● TASK DESCRIPTION: Copy every one of the rows below word for word, keeping each line break and blank line in place.

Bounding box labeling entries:
━━━━━━━━━━━━━━━━━━━━━━━━━━━━━━

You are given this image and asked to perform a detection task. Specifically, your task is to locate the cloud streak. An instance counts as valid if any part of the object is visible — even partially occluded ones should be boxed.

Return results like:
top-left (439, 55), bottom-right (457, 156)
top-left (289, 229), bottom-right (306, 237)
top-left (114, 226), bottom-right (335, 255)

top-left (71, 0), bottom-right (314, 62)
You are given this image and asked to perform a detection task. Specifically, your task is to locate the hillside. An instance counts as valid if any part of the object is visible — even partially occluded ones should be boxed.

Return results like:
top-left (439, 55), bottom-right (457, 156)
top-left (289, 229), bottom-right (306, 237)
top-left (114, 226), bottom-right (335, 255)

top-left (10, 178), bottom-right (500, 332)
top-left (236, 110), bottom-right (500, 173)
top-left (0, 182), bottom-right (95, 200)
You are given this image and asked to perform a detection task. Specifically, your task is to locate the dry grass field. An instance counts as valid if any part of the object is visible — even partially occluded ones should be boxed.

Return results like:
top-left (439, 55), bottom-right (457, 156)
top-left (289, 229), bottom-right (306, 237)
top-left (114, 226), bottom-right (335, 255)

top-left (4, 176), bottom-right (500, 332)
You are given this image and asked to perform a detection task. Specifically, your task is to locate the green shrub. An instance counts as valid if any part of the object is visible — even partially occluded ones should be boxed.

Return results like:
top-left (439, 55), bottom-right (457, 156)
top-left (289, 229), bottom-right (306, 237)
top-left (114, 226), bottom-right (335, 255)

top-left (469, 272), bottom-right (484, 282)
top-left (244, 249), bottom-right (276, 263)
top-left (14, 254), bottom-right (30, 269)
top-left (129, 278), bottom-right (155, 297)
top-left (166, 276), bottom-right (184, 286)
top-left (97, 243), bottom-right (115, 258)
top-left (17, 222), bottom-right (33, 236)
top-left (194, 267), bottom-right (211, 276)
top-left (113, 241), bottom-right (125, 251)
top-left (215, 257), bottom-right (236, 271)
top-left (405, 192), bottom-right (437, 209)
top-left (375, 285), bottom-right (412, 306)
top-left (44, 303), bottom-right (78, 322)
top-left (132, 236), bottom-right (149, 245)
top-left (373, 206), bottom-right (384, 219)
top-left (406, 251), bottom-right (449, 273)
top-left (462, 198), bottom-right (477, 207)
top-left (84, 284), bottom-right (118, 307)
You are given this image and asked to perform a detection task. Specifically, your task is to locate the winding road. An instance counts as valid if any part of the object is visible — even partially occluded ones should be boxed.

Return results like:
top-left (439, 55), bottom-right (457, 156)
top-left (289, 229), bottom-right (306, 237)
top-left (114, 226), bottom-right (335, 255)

━━━━━━━━━━━━━━━━━━━━━━━━━━━━━━

● REPLY TO THE EXERCISE:
You are given this image and asked to perform a detection task. Specifically, your task is to locate the cloud streak. An instance counts as valid if any part of the object is visible — even partially occluded ones should be boxed.

Return results like:
top-left (439, 55), bottom-right (457, 156)
top-left (289, 229), bottom-right (306, 237)
top-left (114, 226), bottom-right (335, 255)

top-left (71, 0), bottom-right (314, 62)
You are given this image and asked to perform a detection task. Specifically, your task is to locate the hillside. An instance counts as valid if any part of the object is visible — even partially occluded ones should be boxed.

Return results like:
top-left (439, 55), bottom-right (457, 156)
top-left (289, 229), bottom-right (306, 237)
top-left (114, 226), bottom-right (335, 255)

top-left (10, 178), bottom-right (500, 332)
top-left (236, 110), bottom-right (500, 173)
top-left (0, 182), bottom-right (95, 200)
You are given this image and asked to perform a detection task. Specifically, your task is to locate the dry grass field. An instance counts as valid if any part of the object is visible — even partially occluded ones should be boxed.

Return results like:
top-left (439, 55), bottom-right (457, 156)
top-left (289, 229), bottom-right (306, 237)
top-left (114, 226), bottom-right (335, 255)

top-left (4, 176), bottom-right (500, 332)
You are given this image and asked to perform a detection task. Specifically, your task is to locate the green shrub. An instance counts as valid if any part of the object is visible — even partially occluded ones should be boxed.

Return results like:
top-left (439, 55), bottom-right (457, 156)
top-left (289, 229), bottom-right (306, 237)
top-left (114, 226), bottom-right (335, 255)

top-left (469, 272), bottom-right (484, 282)
top-left (244, 249), bottom-right (276, 263)
top-left (14, 254), bottom-right (30, 269)
top-left (129, 278), bottom-right (155, 297)
top-left (166, 276), bottom-right (184, 286)
top-left (97, 243), bottom-right (115, 258)
top-left (17, 222), bottom-right (33, 236)
top-left (194, 267), bottom-right (211, 276)
top-left (113, 241), bottom-right (125, 251)
top-left (215, 257), bottom-right (236, 271)
top-left (405, 192), bottom-right (437, 209)
top-left (375, 285), bottom-right (412, 306)
top-left (44, 303), bottom-right (78, 322)
top-left (132, 236), bottom-right (149, 245)
top-left (373, 206), bottom-right (384, 219)
top-left (406, 251), bottom-right (449, 273)
top-left (462, 198), bottom-right (477, 207)
top-left (84, 284), bottom-right (118, 307)
You are given this image and asked to perform a detection task. Specifically, your task is to locate the winding road. An instance counts as valid if any part of the object is visible — even partially occluded ones should be boxed.

Return results like:
top-left (439, 55), bottom-right (457, 156)
top-left (289, 229), bottom-right (306, 237)
top-left (114, 226), bottom-right (335, 255)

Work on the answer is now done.